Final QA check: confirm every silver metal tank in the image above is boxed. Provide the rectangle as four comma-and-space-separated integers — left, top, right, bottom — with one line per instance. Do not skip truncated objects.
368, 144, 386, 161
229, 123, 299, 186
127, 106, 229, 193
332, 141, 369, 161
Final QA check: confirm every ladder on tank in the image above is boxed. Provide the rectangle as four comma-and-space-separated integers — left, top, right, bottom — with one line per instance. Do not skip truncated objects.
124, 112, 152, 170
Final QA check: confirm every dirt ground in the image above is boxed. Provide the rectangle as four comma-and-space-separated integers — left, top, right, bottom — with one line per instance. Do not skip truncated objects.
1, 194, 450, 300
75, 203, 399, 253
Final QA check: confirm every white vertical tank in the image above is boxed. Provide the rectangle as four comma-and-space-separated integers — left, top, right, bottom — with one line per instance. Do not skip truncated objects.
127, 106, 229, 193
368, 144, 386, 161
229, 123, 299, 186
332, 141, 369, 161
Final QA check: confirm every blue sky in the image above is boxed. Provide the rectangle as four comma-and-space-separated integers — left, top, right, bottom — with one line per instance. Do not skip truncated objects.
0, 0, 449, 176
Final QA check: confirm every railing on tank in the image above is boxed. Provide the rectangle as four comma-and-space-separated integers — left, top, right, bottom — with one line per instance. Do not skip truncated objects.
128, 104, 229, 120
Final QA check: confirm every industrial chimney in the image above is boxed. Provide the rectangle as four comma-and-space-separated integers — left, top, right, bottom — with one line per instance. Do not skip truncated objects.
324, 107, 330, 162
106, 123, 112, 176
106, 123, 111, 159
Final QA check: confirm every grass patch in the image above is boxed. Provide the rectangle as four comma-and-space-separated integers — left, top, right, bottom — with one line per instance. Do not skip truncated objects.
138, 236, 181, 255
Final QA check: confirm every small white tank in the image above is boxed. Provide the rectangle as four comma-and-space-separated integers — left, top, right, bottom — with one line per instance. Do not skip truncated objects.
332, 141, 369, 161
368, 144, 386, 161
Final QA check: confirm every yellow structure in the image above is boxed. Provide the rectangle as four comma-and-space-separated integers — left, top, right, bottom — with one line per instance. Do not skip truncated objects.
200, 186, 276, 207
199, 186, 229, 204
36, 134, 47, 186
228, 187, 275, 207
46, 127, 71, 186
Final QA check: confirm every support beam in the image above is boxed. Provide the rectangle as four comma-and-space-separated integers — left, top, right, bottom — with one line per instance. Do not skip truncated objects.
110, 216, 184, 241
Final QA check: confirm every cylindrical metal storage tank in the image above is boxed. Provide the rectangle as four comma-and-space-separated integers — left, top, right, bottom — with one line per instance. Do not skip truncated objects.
....
- _WHAT YOU ARE ASKED TO DO_: Reproduce the whole listing verbatim, leaving every line as it was.

- _TASK OUTPUT_:
Final QA check: confirm every silver metal tank in the image above is boxed. Provide the rectangle as four comma-and-space-separated integers — left, top, right, bottom — with one line per instance. Do not skip truncated objects.
368, 144, 386, 161
229, 123, 299, 186
127, 106, 229, 193
332, 141, 369, 161
Final QA check: confirm every ladder on tank in the image above is boxed. Provide the rectangle as four comma-and-space-separated integers — left, top, right, bottom — with one line per instance. Do not skip truncated objects.
124, 112, 152, 170
Final QA check: confirm every dirt ground in the image above is boxed. Provide the rectangle as four comma-and-space-separated integers — left, top, right, bottom — with one line per instance. Do not skip truncated objects.
1, 194, 450, 300
75, 203, 399, 253
Final QA check: confirm every white vertical tank in the image above is boxed. Provide the rectangle as four comma-and-space-separated integers — left, top, right, bottom — with one line per instance. Do not skip truncated objects.
127, 106, 229, 193
368, 144, 386, 161
229, 123, 299, 186
332, 141, 369, 161
Final QA check: confirm every blue sky in the image above is boxed. Provide the rectangle as four comma-and-space-separated integers — left, top, right, bottom — with one line per instance. Do not skip truncated objects.
0, 0, 449, 176
Final QA check: confirm every railing on tank in the image above is boxed. Provide the rectangle as four comma-and-space-separated integers — left, top, right, bottom — with one line per instance. Do not skip truncated objects.
128, 104, 229, 120
Final QA check: confirm every industrial chimney in the image above is boxed. Provide the rectangle as four comma-and-space-separated integers — left, top, right, bottom — with one line per instance. Do not skip truncated objects.
324, 107, 330, 162
106, 123, 112, 176
106, 123, 111, 159
Final QA check: confirm every grass patch in the image above is boxed. Provide the rectangle as four comma-and-space-separated integers — left, top, right, bottom — with one line per instance. Do not skip truncated objects.
138, 236, 181, 255
Final QA check: confirm every small white tank in the image above is boxed. Provide the rectangle as four comma-and-space-separated integers — left, top, right, bottom — with one line per instance. Do not skip truncated objects.
332, 141, 369, 161
368, 144, 386, 161
Final QA check: confirm every yellow structure in the image above is boxed. Provide the rectangle as four comma-and-space-separated integers — left, top, right, bottom — with one line per instance. Do not skip truncated objects.
200, 186, 276, 207
199, 186, 229, 204
36, 134, 47, 186
228, 187, 275, 207
46, 127, 71, 186
Final QA check: confirm every support beam in the image above is boxed. Provide the rectangle as four comma-and-space-separated integers — left, top, right, bottom — with one line per instance. Do not skip truncated objects.
110, 216, 184, 241
Final QA check: confirm every cylindrical metal storage tank in the image above is boxed. Provide the rectangle as four comma-and-space-separated integers — left, top, right, bottom — with one line per instance. Do not skip truncated objects.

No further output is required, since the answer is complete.